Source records
..............................

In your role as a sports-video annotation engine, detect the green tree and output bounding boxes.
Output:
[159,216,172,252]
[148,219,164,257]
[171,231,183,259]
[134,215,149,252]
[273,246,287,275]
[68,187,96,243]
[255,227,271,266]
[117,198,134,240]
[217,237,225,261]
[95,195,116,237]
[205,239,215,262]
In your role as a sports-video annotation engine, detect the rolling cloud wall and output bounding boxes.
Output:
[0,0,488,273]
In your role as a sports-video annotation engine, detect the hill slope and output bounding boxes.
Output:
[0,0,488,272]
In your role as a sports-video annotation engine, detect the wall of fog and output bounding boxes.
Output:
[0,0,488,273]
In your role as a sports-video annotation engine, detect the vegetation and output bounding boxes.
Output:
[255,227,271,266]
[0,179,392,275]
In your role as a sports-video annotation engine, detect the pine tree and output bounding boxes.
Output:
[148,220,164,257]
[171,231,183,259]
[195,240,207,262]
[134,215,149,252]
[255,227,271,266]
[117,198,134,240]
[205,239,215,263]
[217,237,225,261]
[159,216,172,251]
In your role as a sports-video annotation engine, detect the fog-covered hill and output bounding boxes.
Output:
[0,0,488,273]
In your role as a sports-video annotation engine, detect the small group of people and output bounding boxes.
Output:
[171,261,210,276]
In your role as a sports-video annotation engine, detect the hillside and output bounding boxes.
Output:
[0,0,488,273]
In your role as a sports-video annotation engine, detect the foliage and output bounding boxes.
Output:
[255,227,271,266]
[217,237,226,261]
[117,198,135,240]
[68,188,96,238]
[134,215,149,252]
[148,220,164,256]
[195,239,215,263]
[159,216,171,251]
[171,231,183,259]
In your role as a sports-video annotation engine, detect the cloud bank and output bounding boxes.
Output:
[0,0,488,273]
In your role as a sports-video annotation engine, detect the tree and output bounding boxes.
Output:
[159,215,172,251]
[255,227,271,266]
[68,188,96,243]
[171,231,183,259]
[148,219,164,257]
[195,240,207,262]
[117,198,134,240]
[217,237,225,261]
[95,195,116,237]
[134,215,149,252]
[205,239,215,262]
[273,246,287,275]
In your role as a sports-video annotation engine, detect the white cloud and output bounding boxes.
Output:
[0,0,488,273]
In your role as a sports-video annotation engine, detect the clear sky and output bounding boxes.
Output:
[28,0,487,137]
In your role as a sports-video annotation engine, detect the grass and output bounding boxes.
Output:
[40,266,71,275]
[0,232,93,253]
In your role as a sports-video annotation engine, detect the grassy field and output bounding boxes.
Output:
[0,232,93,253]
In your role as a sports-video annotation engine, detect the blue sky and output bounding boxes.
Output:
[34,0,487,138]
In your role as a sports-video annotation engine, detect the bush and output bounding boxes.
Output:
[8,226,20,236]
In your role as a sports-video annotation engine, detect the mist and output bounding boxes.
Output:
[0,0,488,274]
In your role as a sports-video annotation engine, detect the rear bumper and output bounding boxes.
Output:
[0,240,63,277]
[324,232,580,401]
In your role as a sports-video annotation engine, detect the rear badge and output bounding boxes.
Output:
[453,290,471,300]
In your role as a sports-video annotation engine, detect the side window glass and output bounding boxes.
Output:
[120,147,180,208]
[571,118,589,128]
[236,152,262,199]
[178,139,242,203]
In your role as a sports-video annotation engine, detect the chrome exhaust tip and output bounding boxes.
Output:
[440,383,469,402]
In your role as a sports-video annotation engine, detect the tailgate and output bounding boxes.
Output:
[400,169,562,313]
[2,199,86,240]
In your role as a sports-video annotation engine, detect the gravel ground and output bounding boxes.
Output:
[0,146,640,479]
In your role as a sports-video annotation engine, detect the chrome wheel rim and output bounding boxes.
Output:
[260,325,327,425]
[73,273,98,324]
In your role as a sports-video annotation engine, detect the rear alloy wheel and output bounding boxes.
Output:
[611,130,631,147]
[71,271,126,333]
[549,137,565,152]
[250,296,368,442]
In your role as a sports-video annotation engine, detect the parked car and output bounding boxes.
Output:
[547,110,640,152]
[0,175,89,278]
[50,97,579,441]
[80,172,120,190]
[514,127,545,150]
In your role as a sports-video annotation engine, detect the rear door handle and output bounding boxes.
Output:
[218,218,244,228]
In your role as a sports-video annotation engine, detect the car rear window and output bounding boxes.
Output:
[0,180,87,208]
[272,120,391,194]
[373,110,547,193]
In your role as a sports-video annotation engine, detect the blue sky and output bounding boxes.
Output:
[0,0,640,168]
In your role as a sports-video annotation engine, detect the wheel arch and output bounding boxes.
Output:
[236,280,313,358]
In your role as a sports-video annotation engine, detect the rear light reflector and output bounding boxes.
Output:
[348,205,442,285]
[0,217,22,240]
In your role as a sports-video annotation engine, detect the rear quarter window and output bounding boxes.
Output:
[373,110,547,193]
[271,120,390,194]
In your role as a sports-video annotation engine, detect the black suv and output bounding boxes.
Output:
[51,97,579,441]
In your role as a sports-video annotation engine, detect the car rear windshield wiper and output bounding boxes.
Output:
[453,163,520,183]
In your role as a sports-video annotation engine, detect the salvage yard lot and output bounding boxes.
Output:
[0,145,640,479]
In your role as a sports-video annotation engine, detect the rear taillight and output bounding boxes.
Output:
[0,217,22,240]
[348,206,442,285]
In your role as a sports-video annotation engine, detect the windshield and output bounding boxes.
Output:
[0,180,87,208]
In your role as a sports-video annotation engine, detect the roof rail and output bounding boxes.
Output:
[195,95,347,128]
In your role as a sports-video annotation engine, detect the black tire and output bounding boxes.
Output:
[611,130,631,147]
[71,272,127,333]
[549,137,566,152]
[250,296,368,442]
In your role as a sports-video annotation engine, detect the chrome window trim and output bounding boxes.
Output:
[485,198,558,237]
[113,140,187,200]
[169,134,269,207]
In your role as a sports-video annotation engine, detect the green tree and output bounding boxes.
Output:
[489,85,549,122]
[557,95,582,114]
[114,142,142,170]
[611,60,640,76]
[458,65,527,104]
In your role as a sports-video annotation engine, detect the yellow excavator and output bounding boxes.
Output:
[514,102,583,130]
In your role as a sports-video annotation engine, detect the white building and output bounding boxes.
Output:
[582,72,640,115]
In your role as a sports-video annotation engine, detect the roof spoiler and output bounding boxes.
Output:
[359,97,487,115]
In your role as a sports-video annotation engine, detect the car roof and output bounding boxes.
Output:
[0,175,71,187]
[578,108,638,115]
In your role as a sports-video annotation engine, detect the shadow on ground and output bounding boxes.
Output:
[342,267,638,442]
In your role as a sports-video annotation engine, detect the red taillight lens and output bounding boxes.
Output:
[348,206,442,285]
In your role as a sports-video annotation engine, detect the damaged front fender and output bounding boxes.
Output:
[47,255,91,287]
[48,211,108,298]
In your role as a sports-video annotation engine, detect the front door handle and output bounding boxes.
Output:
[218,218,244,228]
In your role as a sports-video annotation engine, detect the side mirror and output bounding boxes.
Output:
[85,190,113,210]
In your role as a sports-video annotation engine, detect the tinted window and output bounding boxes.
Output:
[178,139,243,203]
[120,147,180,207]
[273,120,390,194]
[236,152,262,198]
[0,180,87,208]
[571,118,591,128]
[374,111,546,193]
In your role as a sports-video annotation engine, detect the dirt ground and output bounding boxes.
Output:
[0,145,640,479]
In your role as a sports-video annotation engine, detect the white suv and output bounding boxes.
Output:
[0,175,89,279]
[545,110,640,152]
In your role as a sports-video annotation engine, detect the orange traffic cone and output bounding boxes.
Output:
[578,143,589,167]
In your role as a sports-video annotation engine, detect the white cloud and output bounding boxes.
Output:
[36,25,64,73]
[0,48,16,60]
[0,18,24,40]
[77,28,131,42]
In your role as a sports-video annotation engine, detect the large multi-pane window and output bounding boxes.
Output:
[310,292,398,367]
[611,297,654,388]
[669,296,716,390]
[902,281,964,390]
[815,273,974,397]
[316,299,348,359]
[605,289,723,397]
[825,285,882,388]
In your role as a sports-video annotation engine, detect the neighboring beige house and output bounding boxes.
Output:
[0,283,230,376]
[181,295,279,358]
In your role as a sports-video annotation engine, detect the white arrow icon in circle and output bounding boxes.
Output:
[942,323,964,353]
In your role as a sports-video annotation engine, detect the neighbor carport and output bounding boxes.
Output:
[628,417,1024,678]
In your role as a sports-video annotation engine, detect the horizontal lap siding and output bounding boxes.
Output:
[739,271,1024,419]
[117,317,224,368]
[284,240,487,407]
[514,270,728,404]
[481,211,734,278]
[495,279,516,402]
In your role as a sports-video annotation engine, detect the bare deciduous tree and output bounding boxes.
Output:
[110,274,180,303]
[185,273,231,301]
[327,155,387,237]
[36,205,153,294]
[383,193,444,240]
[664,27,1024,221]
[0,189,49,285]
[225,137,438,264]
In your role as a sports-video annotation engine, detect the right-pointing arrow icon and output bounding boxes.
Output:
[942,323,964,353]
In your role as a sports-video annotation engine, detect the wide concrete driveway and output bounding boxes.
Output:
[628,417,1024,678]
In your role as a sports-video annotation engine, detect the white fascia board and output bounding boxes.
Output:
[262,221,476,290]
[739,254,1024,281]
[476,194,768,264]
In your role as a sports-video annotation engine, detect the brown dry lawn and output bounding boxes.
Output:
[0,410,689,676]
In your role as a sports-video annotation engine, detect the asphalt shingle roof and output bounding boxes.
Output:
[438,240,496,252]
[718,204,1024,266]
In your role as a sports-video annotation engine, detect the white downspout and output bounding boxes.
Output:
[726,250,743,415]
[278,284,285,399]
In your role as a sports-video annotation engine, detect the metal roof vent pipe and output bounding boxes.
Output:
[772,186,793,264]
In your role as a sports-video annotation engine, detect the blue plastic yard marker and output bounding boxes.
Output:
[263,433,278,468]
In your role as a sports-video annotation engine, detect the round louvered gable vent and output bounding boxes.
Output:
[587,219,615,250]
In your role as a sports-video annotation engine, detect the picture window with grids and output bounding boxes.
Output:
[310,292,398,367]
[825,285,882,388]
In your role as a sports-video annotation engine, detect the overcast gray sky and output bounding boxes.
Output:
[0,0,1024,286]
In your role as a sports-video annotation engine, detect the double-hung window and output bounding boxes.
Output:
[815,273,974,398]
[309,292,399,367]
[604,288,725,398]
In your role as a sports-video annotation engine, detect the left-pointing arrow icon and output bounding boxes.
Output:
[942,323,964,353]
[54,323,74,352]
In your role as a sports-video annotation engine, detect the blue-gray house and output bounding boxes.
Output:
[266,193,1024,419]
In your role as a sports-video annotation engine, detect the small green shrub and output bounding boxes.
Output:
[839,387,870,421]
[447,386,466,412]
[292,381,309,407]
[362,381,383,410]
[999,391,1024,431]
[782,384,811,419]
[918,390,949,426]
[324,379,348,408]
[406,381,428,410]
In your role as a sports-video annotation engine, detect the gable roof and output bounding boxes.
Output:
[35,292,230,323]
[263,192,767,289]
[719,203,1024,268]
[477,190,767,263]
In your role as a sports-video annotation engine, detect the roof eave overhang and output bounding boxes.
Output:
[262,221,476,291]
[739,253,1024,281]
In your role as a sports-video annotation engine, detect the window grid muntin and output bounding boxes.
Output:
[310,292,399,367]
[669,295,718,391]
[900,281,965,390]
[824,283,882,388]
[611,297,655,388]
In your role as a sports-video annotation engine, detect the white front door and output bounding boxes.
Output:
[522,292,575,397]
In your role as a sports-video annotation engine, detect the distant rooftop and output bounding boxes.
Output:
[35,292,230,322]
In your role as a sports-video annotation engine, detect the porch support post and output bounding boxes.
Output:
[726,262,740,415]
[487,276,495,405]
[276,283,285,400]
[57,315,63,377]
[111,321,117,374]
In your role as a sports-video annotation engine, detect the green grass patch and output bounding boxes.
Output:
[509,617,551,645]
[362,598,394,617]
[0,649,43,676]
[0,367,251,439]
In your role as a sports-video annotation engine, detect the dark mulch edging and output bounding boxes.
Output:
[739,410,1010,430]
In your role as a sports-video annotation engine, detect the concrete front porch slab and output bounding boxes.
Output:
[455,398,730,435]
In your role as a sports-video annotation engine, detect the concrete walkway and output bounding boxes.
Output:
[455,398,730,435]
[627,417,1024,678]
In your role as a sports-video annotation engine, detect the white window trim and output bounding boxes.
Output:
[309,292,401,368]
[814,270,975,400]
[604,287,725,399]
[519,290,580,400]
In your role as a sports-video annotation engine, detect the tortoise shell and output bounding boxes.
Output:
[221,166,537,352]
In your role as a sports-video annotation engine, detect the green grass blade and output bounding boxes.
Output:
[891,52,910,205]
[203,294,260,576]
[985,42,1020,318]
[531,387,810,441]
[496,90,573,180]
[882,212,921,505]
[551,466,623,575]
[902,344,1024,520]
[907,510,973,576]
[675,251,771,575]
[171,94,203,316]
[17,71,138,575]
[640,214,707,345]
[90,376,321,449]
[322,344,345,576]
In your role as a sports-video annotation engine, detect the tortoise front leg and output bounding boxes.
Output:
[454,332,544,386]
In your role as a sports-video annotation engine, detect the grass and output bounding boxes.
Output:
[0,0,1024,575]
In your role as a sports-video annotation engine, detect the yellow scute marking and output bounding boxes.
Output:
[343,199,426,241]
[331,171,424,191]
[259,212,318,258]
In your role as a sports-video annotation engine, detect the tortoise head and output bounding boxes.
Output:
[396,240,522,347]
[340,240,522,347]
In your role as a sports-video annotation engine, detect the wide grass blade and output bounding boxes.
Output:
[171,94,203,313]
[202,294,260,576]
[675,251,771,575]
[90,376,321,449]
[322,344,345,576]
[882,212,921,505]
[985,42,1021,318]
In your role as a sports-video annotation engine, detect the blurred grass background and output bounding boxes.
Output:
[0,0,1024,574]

..............................

• Aim of the exercise:
In the records above, rewrite every line between the line holding "driveway and output bounding boxes." and the line holding "[406,381,428,410]", inclusive, and shift each bounding-box coordinate by adding 136 while leaving the rest of the text unchanged.

• Answer in full:
In your role as a sports-video annotation engine, detect the wide concrete driveway and output bounding boxes.
Output:
[764,553,1160,814]
In your role as a sports-video annotation engine, detect the white fascia board and output bounding boxes.
Output:
[398,357,612,426]
[875,390,1160,417]
[612,330,904,400]
In your role as a sports-video annotation engine, detect the brown dry lawn and output bounding boxes.
Output:
[136,546,825,812]
In your role as a sports-video annotation engine, detect the asphalt shingle roof and output bounding boxes.
Output:
[574,376,632,388]
[854,340,1160,402]
In your role as a sports-video annotation engine, detect the white downspout and output bounding boxes.
Output:
[862,386,879,551]
[414,420,421,535]
In your role as a sports-video annotation engine, detect the metal roof vent pipe and output bounding boxes.
Output:
[908,322,929,400]
In your role as a sports-video annotation engine, detect the blue plastic yard marker and output bounding boxes.
Output:
[399,569,414,604]
In your role as a sports-video annotation engine, detect the round louvered gable vent and output bounding boxes.
Output:
[723,355,751,386]
In your role as a sports-video annotation engine, detect the picture window with grids and output bounding boxes.
Output:
[446,428,534,503]
[961,421,1018,524]
In your role as a sports-video annotation engine, detect the overcast gray sky and output bounding boxes.
Output:
[136,136,1160,422]
In your role as a sports-video annotation engine, detect the double-hung window and output bounding boxes.
Output:
[951,409,1110,534]
[445,428,535,503]
[740,424,861,534]
In your role as a sports-video annotation engine, detect the left-pointing arrow icon and output bounding boxes.
Output:
[1078,459,1100,489]
[190,459,210,488]
In your role as a sports-video annotation engine, detect the blue-gray house and output bounding boxes.
Output:
[402,329,1160,555]
In your role as a sports-video annotation engine, detect the small green shrub and output bounding boxes.
Output:
[975,523,1006,557]
[583,522,602,548]
[428,517,445,543]
[498,517,519,546]
[1135,527,1160,567]
[918,520,947,555]
[1054,526,1085,562]
[460,515,484,544]
[542,517,564,546]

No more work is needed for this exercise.